## start

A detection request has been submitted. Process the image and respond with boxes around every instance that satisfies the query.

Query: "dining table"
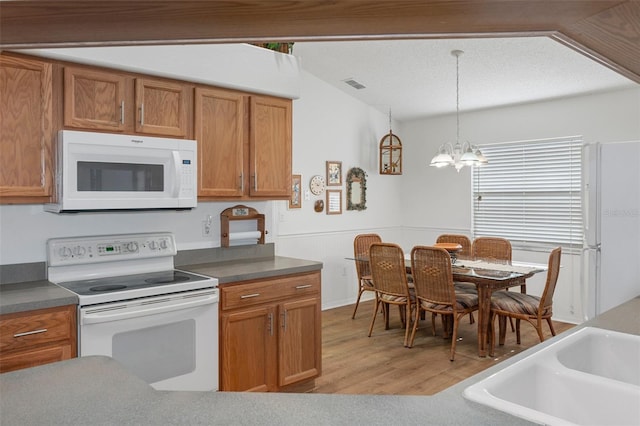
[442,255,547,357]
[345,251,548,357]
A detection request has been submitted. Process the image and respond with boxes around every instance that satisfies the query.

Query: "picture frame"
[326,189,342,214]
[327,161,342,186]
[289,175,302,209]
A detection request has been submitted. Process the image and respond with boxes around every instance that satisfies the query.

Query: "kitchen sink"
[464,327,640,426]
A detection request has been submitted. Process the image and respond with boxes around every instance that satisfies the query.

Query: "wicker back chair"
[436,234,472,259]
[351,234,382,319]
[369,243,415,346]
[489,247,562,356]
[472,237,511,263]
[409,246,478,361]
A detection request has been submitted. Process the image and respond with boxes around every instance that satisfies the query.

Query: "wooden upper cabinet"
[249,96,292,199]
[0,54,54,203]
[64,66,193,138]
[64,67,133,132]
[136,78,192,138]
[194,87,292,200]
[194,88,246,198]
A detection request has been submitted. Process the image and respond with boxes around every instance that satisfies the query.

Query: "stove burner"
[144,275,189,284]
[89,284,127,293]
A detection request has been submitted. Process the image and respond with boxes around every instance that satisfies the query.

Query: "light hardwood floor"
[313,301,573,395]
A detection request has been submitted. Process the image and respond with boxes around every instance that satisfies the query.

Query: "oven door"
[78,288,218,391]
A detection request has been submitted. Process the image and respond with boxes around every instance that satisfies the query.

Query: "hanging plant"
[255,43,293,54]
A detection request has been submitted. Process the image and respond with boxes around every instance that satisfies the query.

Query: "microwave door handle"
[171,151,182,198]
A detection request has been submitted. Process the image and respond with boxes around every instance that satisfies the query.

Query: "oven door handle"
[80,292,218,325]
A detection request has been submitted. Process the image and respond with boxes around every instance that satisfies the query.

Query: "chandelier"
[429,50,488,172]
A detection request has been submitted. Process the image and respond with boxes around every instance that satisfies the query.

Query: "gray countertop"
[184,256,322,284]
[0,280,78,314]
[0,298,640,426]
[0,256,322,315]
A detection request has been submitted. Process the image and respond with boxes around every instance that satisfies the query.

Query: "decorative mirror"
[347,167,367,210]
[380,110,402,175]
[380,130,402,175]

## end
## start

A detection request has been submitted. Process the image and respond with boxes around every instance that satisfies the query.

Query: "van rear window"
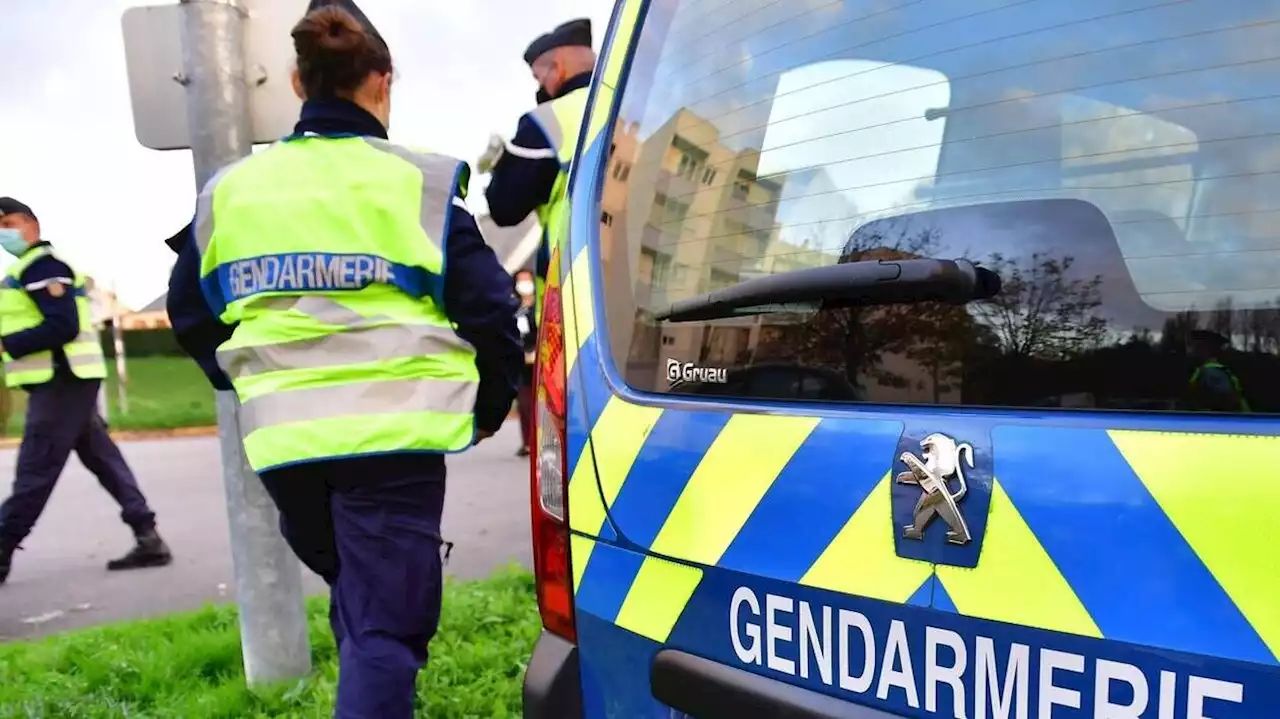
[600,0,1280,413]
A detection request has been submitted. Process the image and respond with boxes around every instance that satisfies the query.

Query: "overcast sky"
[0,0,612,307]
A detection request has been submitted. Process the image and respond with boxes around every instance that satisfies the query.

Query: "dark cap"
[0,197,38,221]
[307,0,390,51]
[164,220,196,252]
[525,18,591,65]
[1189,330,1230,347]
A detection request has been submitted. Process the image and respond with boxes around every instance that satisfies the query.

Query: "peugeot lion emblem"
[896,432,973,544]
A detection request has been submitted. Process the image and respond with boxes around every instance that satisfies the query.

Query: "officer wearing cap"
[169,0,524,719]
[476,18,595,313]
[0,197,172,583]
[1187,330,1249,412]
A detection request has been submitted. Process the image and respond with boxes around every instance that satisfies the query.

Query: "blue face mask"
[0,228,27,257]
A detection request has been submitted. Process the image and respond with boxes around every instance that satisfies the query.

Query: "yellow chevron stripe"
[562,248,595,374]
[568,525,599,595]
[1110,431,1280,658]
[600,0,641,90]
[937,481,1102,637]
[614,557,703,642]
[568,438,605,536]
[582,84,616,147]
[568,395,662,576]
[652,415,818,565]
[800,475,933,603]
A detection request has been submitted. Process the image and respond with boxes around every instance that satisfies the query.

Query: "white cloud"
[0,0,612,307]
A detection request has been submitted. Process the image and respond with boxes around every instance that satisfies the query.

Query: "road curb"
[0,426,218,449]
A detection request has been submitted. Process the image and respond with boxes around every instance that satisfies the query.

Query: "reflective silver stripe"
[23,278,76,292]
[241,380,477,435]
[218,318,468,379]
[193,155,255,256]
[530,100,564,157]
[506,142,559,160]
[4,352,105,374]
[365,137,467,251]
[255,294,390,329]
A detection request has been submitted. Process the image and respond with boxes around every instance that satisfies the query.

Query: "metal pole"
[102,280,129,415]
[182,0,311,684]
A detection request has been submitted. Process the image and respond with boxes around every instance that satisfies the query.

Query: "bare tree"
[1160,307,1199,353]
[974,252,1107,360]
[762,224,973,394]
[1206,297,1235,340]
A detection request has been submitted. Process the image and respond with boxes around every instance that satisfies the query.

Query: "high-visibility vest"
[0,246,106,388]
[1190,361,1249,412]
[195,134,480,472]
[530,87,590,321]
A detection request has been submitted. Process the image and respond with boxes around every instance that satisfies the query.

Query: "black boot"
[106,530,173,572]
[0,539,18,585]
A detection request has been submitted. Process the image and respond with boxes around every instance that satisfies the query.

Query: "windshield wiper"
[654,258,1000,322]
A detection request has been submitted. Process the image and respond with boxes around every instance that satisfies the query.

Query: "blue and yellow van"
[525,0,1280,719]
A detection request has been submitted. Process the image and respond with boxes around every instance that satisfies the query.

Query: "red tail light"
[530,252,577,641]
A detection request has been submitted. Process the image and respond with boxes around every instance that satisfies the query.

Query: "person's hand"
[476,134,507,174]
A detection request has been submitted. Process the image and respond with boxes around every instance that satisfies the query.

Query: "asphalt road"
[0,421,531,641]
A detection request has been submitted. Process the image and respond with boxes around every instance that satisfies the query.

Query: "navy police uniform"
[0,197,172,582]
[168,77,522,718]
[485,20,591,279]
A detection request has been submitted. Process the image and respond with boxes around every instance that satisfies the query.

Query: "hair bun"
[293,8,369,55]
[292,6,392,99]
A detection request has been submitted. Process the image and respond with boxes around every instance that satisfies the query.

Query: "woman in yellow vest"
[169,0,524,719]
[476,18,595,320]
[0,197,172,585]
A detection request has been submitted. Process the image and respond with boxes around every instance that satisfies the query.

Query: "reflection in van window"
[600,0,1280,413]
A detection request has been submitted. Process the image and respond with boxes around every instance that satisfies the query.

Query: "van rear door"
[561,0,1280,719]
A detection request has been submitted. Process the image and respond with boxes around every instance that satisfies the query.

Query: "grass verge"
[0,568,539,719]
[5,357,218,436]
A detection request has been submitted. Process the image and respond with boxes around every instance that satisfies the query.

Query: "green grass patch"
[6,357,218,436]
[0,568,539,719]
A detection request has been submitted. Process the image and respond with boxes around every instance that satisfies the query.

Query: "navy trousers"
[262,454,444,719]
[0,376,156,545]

## end

#### DO THIS:
Count the lines in the rows above that contain the word "rear", treating case as significant. Give only the number.

#### RESULT:
2